Text block
— START —

First slope sensor means comprising a slope sensor 120 may be employed to
sense the parallel slope angle B of the blade 114 parallel to its cutting
edge 115 and relative to horizontal 121. The parallel slope angle B of the
blade 114 is sometimes referred to in the art as the blade slope angle of
the blade. As shown schematically in FIG. 3, the slope sensor 120 is
mounted onto the ring 116; however, it can be mounted onto the blade 114
or other blade supporting structure as preferred for a given application.
Second slope sensor means comprising a slope sensor 124 may be employed to
sense the perpendicular slope angle C of the blade 114 perpendicular to
its cutting edge 115 and relative to horizontal. While the preferred
embodiment employs the perpendicular slope angle of the blade 114 to
control the cross slope, it is also contemplated that the longitudinal
slope of the overall motorgrader in the direction of travel may be sensed
and employed in substitution for the perpendicular slope angle. The slope
sensor 124 is shown mounted onto the ring 116; however, it can also be
mounted onto the blade 114 or other blade supporting structure. The first
and second slope sensors 120 and 124 can comprise, for example, fluid
filled vials which form electrolytic potentiometers for monitoring the
parallel blade slope angle and the perpendicular blade slope angle,
respectively.
Alternatively, a single slope sensor 125 may be employed, as shown
schematically in FIG. 10, for sensing the parallel slope angle B and the
perpendicular slope angle C in the place of the slope sensors 120 and 124.
Such a sensor may comprise a dual axis slope sensor which utilizes a fluid
filled hemisphere, commercially available from Schaevitz, having the
tradename Dual Axis Clinometer.
Noncontact blade angle measuring means 126 are shown located on the ring
116 out of contact with the surface being graded for measuring the angle
of rotation D of the blade 114 relative to the direction of travel 122 of
the blade. The blade angle measuring means 126 may also be located on the
blade 114 or other blade supporting structure. The blade angle measuring
means 126 may comprise a plurality of velocity transducers for measuring
the ground velocity vector Vg in the direction of travel of the blade 114.
The velocity transducers may comprise, for example, three doppler effect
devices 130-132 (radar guns), as shown in FIGS. 3, 4, 6 and 10,
commercially available from Dickey John Corp., model No. DJRVS II. Each of
the devices 130-132 produces a signal which is aimed at the moving surface
and reflected back. The reflected signal will experience a doppler shift
in frequency which is measured by each of the devices 130-132. Based upon
the measured doppler shift in the transmitted frequency, each of the
devices 130-132 can determine the magnitude of the component of the ground
velocity vector Vg which extends along the center of its respective signal
beam. As will be discussed in more detail below, by determining the
components of the ground velocity vector Vg, the angle of rotation D of
the blade 114 may be determined.
In FIG. 3, a blade cross slope control system operable in accordance with
the present invention for the blade 114 of the motorgrader 100 is shown in
schematic block diagram form from a rear view of the blade 114. The
elevation of the ring 116 and hence the elevation of the blade 114 is
controlled by a pair of hydraulic cylinders 134 and 136 which are well
known and hence only shown schematically in the block diagram of FIG. 3.

— END —

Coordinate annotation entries
— START —

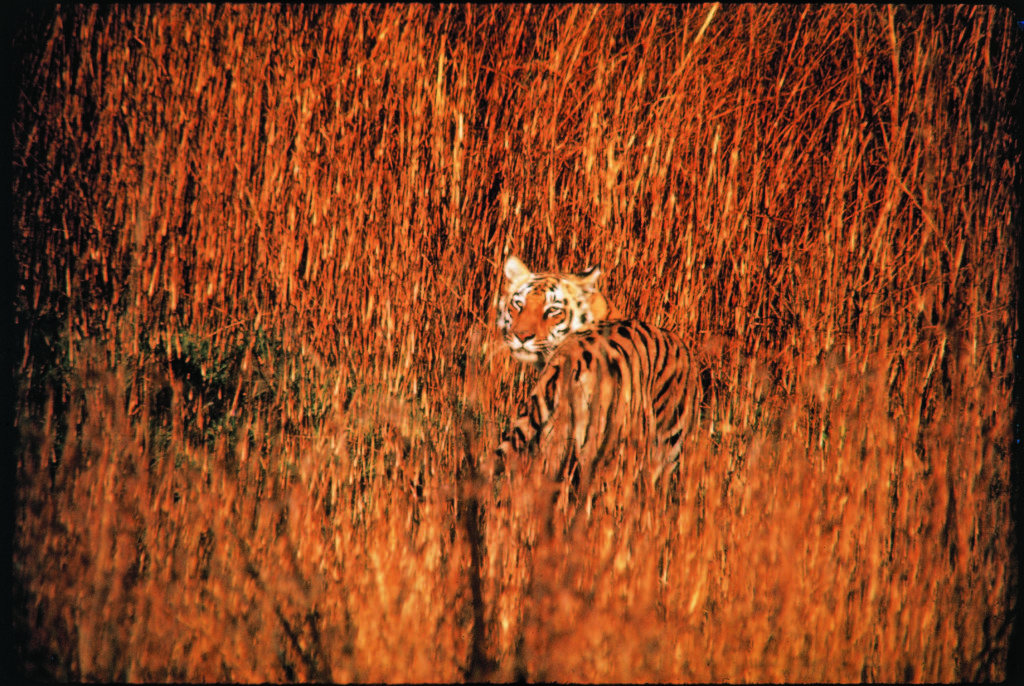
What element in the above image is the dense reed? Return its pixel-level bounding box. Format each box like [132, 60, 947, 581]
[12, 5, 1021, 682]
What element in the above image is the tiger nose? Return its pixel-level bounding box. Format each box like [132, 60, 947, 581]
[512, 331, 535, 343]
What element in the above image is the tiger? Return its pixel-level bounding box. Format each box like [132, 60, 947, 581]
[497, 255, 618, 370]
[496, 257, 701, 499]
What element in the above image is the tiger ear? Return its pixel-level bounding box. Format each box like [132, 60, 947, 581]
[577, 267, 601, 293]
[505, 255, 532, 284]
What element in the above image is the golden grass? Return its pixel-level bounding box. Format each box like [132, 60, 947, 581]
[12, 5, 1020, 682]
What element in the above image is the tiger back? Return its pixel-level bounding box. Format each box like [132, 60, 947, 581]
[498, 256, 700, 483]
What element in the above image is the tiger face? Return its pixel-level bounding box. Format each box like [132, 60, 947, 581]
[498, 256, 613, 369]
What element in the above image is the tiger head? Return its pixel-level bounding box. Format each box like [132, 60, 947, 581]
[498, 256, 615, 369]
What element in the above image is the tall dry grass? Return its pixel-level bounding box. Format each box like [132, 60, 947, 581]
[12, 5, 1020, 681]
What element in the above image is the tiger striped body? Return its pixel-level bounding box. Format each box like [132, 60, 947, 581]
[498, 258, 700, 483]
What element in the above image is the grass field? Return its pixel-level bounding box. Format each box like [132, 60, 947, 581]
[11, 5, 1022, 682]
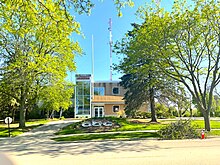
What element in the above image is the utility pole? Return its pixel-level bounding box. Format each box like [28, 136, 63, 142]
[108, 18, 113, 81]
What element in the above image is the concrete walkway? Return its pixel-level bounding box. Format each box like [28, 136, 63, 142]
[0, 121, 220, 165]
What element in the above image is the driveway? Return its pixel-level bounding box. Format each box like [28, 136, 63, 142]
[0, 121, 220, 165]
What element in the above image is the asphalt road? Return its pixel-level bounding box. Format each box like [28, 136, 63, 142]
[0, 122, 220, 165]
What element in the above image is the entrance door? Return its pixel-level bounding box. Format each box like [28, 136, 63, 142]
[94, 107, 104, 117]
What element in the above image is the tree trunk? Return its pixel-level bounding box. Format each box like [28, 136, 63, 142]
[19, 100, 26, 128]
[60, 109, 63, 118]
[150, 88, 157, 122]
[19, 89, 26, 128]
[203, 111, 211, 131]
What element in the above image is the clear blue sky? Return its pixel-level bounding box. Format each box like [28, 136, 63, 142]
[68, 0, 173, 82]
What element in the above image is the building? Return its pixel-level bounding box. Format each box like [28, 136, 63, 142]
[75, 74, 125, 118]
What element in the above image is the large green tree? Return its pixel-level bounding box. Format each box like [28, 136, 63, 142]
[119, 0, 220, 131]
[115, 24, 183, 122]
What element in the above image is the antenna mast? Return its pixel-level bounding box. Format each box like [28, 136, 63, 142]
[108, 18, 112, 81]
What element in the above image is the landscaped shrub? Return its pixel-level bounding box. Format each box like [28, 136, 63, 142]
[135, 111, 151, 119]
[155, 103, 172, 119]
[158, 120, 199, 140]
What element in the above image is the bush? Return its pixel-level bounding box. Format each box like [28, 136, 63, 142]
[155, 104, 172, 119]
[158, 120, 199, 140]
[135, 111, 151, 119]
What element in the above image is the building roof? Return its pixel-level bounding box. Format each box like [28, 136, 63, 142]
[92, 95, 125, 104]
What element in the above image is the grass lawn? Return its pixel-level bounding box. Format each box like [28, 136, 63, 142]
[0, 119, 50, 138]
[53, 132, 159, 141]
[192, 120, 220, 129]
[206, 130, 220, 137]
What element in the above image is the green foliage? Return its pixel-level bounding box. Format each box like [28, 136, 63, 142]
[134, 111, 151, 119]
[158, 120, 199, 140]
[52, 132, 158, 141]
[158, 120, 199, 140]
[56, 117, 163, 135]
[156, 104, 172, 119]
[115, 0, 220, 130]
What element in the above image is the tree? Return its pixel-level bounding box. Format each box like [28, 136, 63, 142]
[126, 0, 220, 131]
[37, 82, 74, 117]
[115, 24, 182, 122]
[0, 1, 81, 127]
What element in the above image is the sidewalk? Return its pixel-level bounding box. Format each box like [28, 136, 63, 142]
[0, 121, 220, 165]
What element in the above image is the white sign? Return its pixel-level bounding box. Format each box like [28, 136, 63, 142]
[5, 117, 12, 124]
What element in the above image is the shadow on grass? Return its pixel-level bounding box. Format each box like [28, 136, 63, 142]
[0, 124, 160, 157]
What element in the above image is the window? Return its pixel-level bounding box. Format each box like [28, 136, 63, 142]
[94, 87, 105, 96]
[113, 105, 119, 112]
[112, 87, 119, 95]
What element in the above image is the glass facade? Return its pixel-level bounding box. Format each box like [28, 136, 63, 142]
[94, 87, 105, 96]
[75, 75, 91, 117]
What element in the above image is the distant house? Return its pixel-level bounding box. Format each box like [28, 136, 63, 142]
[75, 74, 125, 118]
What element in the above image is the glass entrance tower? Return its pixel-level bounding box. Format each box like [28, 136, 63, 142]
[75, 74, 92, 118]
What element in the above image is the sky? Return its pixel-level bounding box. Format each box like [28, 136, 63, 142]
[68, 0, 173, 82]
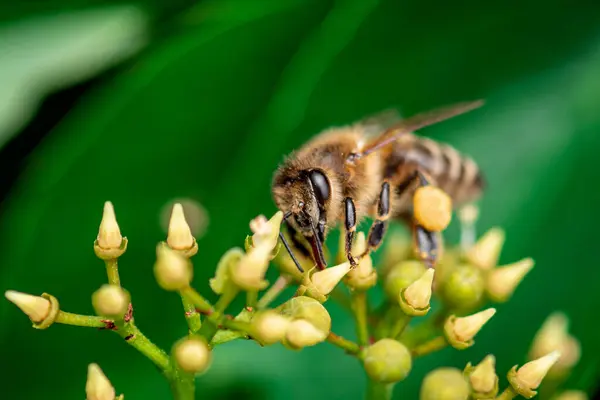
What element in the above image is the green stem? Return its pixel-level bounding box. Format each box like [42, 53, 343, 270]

— END —

Problem to solve
Reproduce the motorgrader blade sensor text between "Such a sensor" and "Dual Axis Clinometer.", inclusive, substituting "Biaxial Clinometer" for "Dual Axis Clinometer".

Problem solution
Such a sensor may comprise a dual axis slope sensor which utilizes a fluid
filled hemisphere, commercially available from Schaevitz, having the
tradename Biaxial Clinometer.